→ Text provided
-- Start --

I have a table with 100 million rows and this is only going to continue to grow.
In order to speed up select
queries, I want to partition this table, what is the best approach to doing this? I have never partitioned a table before and I'm not sure where to even begin.
I do have indexes on the columns most often used for where
clauses, group by
, or order by
.
Edit Part 1: Right now, my select queries take approximately 55-60 seconds each, with indexes.
Edit Part 2: My table is not normalized up to 3NF. It's currently one giant table in a 1NF form. The table has approximately 13 columns with 100 million + rows.
I only have indexes on columns that I use to filter my select queries on.
The cardinality of the columns that are indexed is pretty high with many different values (for example, email, employee number, dates, etc.)
Edit Part 3: I looked at the link that Mark posted and it is a very good reference, I just have a few questions about the function that they used.
CREATE OR REPLACE FUNCTION measurement_insert_trigger()
RETURNS TRIGGER AS $$
BEGIN
IF ( NEW.logdate >= DATE '2006-02-01' AND
NEW.logdate < DATE '2006-03-01' ) THEN
INSERT INTO measurement_y2006m02 VALUES (NEW.*);
ELSIF ( NEW.logdate >= DATE '2006-03-01' AND
NEW.logdate < DATE '2006-04-01' ) THEN
INSERT INTO measurement_y2006m03 VALUES (NEW.*);
...

-- End --

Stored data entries
-- Start --

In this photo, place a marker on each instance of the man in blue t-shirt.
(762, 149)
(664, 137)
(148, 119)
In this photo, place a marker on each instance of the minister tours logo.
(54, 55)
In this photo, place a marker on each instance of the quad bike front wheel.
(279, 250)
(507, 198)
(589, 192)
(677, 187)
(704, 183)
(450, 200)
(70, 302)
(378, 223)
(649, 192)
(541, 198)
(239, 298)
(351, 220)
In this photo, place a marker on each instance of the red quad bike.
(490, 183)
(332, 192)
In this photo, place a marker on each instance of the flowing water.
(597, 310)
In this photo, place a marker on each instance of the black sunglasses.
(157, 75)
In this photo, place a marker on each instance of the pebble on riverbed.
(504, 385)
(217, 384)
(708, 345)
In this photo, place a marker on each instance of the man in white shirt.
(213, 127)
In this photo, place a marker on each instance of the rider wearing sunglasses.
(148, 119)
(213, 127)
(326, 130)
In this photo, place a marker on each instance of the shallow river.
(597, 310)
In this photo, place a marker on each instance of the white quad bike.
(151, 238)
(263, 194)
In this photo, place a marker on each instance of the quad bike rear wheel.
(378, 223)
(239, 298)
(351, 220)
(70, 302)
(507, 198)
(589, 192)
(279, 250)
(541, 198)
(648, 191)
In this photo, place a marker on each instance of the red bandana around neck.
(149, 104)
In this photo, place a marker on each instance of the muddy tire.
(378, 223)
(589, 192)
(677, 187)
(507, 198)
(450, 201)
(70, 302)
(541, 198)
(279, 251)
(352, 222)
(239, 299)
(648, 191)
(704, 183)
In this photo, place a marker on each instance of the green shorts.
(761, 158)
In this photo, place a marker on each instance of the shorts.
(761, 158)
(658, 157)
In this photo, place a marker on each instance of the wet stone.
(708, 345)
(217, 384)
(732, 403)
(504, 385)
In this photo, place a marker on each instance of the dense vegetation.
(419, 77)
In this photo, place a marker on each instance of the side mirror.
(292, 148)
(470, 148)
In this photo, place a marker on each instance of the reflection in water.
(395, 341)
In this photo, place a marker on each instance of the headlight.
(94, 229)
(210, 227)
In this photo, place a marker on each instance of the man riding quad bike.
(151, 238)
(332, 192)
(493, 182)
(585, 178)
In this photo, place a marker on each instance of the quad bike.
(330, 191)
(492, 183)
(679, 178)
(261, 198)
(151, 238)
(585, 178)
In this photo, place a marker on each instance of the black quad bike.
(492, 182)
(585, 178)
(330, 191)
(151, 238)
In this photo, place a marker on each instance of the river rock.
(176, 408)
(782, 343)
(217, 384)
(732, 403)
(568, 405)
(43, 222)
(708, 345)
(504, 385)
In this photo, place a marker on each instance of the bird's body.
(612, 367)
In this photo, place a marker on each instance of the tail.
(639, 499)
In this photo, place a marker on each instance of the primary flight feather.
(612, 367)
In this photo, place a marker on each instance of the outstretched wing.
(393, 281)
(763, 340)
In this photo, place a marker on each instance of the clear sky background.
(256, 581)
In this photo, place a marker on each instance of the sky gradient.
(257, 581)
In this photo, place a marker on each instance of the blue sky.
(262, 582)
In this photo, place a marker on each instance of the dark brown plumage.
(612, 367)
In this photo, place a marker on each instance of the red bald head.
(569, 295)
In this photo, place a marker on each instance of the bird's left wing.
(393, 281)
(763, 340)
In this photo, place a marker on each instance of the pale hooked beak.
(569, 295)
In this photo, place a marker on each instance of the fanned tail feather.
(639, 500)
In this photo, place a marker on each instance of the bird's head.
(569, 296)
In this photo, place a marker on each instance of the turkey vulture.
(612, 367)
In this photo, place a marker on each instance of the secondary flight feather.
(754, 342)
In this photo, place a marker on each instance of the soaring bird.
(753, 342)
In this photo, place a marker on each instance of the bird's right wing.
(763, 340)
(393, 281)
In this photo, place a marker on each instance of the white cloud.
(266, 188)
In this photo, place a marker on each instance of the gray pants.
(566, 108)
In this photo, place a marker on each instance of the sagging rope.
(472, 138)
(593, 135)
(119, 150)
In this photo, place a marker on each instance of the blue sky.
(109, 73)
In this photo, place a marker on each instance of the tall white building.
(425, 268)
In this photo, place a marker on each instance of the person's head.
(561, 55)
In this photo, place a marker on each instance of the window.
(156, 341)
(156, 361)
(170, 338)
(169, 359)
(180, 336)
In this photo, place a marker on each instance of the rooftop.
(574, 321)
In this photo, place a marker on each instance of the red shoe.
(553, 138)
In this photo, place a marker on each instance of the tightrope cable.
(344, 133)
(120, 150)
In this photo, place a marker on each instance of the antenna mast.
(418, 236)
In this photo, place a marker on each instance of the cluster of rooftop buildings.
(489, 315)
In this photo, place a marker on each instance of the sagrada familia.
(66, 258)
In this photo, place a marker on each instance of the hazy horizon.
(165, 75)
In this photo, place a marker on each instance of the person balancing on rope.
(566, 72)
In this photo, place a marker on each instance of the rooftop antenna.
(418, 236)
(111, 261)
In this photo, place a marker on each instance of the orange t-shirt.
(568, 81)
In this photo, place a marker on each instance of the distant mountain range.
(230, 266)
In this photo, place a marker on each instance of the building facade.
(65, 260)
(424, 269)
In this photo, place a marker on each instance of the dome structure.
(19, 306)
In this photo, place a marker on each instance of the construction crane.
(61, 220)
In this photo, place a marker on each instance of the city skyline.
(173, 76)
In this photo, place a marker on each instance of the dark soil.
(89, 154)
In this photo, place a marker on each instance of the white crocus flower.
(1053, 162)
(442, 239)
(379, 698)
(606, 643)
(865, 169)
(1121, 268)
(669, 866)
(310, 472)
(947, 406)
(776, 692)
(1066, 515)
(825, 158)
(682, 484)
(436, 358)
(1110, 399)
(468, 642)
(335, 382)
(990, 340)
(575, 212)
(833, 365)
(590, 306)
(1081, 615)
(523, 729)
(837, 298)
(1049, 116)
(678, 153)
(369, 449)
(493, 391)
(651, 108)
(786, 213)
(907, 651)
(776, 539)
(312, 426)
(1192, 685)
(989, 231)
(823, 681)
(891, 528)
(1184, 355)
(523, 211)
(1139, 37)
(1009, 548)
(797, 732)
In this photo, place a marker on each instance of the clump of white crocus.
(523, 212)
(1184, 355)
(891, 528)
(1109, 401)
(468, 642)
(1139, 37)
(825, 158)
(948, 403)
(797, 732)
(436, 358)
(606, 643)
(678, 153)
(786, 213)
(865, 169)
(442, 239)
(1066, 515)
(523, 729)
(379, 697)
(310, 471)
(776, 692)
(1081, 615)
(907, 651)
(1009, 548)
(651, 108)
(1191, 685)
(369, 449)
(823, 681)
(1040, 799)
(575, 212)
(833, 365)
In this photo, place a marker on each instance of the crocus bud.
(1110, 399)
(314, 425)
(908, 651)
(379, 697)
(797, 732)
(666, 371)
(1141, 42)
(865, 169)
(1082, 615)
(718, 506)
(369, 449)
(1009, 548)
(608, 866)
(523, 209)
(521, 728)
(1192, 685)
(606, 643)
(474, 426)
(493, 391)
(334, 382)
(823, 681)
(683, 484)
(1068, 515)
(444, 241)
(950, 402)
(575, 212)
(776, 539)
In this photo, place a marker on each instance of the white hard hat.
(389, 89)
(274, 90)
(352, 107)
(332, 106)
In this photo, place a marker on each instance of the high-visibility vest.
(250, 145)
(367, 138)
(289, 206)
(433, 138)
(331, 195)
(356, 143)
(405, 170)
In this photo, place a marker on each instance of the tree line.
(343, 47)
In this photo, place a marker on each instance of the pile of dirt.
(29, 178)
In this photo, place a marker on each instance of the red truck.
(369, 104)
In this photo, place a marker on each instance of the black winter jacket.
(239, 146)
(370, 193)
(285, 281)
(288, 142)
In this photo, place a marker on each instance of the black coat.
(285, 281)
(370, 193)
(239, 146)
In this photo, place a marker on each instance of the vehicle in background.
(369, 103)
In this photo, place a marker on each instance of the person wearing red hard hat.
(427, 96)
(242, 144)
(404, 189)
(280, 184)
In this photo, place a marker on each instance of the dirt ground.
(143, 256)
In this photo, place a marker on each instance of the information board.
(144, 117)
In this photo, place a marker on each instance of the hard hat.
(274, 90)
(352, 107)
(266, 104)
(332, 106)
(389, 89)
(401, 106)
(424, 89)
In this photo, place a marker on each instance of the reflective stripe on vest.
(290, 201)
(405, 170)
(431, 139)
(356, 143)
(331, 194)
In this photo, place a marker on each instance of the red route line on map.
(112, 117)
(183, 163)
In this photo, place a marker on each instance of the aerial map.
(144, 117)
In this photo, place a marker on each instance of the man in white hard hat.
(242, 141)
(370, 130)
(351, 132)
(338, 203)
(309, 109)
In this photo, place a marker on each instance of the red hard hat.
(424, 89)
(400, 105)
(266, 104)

-- End --

→ Stated problem 1
In the partitioning post, how long do the select queries currently take?
→ Stated problem 2
Write out the part of the partitioning post starting at "Edit Part 2: My" and ending at "select queries on.".

→ Task solution 1
Approximately 55-60 seconds each, with indexes.

→ Task solution 2
Edit Part 2: My table is not normalized up to 3NF. It's currently one giant table in a 1NF form. The table has approximately 13 columns with 100 million + rows.
I only have indexes on columns that I use to filter my select queries on.